WHAT THE EXERCISE ASKS: In the rows below, substitute "image" for every occurrence of "photo" and leave everything else unchanged. Omit the pictures from your answer.

EXTRACTED INFORMATION:
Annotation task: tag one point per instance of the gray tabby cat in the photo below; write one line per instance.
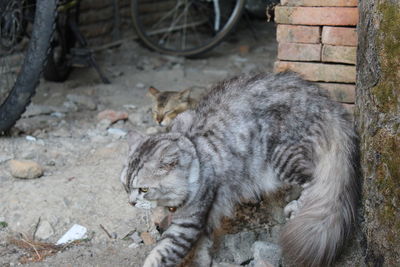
(247, 137)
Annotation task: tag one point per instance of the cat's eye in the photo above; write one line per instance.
(143, 190)
(172, 209)
(169, 166)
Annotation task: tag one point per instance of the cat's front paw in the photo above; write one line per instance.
(153, 260)
(291, 209)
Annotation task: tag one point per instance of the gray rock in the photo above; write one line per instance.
(82, 101)
(35, 110)
(45, 230)
(236, 248)
(136, 238)
(151, 130)
(116, 132)
(103, 124)
(265, 254)
(25, 169)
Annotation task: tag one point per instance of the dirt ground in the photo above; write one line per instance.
(83, 156)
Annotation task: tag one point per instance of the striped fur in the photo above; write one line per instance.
(247, 137)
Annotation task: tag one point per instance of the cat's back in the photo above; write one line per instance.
(264, 94)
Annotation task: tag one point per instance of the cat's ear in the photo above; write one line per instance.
(153, 92)
(134, 138)
(184, 95)
(182, 122)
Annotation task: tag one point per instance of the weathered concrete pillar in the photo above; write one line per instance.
(378, 120)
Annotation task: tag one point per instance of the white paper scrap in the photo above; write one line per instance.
(76, 232)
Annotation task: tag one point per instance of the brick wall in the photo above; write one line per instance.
(318, 39)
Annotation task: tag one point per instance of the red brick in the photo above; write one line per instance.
(298, 34)
(319, 71)
(339, 36)
(301, 52)
(344, 16)
(319, 2)
(340, 92)
(339, 54)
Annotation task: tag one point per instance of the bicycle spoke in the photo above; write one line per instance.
(183, 26)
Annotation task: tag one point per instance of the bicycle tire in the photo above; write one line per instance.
(28, 77)
(146, 36)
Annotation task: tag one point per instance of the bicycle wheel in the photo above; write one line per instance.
(22, 58)
(184, 27)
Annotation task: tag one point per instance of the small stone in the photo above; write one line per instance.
(112, 115)
(140, 85)
(236, 247)
(266, 254)
(244, 49)
(134, 245)
(30, 138)
(119, 133)
(130, 106)
(136, 238)
(103, 124)
(57, 114)
(85, 102)
(151, 130)
(25, 169)
(36, 110)
(147, 238)
(70, 106)
(45, 230)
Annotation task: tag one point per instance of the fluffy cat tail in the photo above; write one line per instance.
(327, 206)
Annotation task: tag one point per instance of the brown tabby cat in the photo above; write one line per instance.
(168, 104)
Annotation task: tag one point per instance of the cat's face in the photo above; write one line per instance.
(167, 105)
(157, 173)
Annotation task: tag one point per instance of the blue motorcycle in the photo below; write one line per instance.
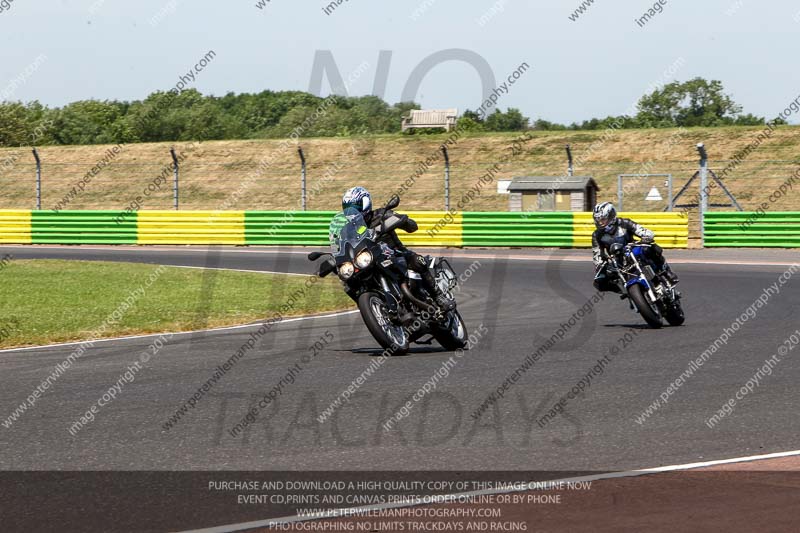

FINAL ANSWER:
Annotation task: tag one point per instance of the gray tabby cat in the image below; write one line per instance.
(247, 137)
Annotation task: tag one point per instance of the cat's eye in the image above; write one line per instance.
(143, 190)
(172, 209)
(169, 166)
Annotation task: tag one point per instance of the cat's front paw in the image above; write one line per instance.
(153, 260)
(291, 209)
Annotation task: tag one point per instance of the gray rock in the image above; write one line per instance.
(82, 101)
(35, 110)
(45, 230)
(236, 248)
(136, 238)
(151, 130)
(116, 132)
(103, 124)
(265, 254)
(25, 169)
Annotation task: tag one point per instance of the dirt ground in the image above; write one line per instance.
(83, 156)
Annotation task: tag one point per instance of the striped fur in the image above; write one line per instance.
(247, 137)
Annotation task: tag one point per instance of the cat's back in the image above; write one line per instance.
(264, 94)
Annotation task: tag one point per instance of the cat's ear in the image above; write one line per instance.
(153, 92)
(134, 138)
(184, 95)
(182, 122)
Annotation task: tag one point per instance of the weathered concrete pillar in the image above; write one line per instance.
(378, 120)
Annotation task: tag one point per instance of the white paper scrap in the image above; write one line per instance.
(76, 232)
Annotation task: tag one point per instance of the brick wall in the image above; write one line per instance.
(318, 39)
Annotation task: tag one point per instance of the red brick in the image above; write one line per instance.
(298, 34)
(319, 71)
(339, 36)
(301, 52)
(344, 16)
(319, 2)
(340, 92)
(339, 54)
Annotation task: tag one point per instance of the bicycle spoke in the image above; write one line per instance.
(183, 26)
Annotation task: tag one point per instance of the bicycle tire in the image above; write one line per instance.
(28, 77)
(146, 36)
Annotation task: tag one point per instance of the bicycle wheel in the image above; write one line per instance.
(22, 58)
(184, 27)
Annotation task: tag one point per instance of the small stone in the image above; write one line per instance.
(112, 115)
(140, 85)
(236, 247)
(266, 254)
(244, 49)
(134, 245)
(30, 138)
(119, 133)
(130, 106)
(136, 238)
(103, 124)
(57, 114)
(85, 102)
(151, 130)
(25, 169)
(36, 110)
(147, 238)
(70, 106)
(45, 230)
Annotation task: tag one point per instance of the fluffy cat tail in the image above; write one line per instance.
(327, 206)
Annotation task: tag one point per instance of the brown tabby cat in the image above; write one line per instance.
(168, 104)
Annotation task: tag one point per instance of the cat's face in the image above; write one line per instance.
(167, 105)
(157, 173)
Annotation task: tag one point per instance of the blue motorcycle in the image below; write one line per instance.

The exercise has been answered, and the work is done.